[Start of Source material]

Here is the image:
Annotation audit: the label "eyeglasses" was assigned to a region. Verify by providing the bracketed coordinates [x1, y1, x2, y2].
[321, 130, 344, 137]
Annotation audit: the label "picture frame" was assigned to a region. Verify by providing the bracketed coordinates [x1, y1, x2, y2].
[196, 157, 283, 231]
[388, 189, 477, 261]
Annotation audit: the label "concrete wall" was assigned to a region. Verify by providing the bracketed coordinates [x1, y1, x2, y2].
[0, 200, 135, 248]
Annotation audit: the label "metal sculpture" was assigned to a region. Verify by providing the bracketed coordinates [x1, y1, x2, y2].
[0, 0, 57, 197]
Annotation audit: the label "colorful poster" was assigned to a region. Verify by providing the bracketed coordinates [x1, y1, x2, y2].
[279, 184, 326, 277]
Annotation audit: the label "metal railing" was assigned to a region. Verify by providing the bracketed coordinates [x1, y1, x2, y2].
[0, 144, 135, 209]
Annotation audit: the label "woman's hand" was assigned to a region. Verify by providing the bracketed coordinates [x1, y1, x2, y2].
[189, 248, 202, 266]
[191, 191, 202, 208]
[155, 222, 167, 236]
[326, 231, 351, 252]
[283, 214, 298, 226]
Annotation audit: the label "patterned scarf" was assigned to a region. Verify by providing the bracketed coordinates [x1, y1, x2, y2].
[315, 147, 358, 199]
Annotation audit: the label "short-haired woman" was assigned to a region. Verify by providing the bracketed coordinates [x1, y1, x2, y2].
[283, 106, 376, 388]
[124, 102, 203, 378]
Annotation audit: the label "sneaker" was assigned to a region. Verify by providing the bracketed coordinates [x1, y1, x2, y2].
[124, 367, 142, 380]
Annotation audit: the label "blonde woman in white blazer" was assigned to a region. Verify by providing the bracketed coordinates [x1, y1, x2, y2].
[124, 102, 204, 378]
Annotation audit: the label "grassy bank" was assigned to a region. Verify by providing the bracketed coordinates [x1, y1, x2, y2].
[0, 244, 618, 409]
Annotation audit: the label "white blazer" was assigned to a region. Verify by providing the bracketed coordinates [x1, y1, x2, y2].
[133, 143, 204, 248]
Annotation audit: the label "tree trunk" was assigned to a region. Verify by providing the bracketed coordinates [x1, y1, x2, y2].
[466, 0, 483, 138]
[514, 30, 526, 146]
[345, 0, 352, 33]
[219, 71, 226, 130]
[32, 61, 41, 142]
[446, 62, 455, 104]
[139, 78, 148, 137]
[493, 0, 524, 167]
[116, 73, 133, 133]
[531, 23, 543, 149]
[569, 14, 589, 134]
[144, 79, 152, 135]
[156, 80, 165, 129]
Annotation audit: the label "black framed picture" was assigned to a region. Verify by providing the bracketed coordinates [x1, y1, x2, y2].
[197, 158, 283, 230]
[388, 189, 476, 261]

[End of Source material]

Exercise goal:
Write out everything from the line containing "woman in white" down through the last line of the entries, both ends included and the requests kept as they are. Shift every coordinate in the answers by adding 68 to it.

Answer to this task:
Annotation audit: the label "blonde woman in white blazer" was assigned to a region. Verify by providing the bracketed coordinates [x1, y1, x2, y2].
[192, 170, 272, 446]
Annotation audit: the label "grassy bank" was assigned to a region. Verify by providing the bracketed coordinates [x1, y1, x2, y2].
[68, 312, 686, 477]
Annotation audit: the label "white blazer" was assigned to a region. Verify by providing the bracketed coordinates [x1, y1, x2, y2].
[201, 211, 272, 316]
Annotation audit: the label "tree trunk" was assigned to a region. Verify by providing the bracketed coordinates [x1, y1, x2, y2].
[534, 68, 551, 206]
[582, 98, 594, 214]
[413, 68, 420, 101]
[287, 139, 294, 198]
[100, 129, 109, 210]
[514, 130, 523, 172]
[207, 146, 216, 205]
[561, 68, 592, 235]
[184, 141, 201, 201]
[599, 91, 611, 217]
[637, 82, 657, 202]
[212, 147, 220, 203]
[224, 148, 233, 197]
Annotation audit: the label "black framed picture" was assigned to a region. Verify by providing the bracketed coordinates [x1, y1, x2, y2].
[265, 226, 351, 298]
[456, 257, 544, 329]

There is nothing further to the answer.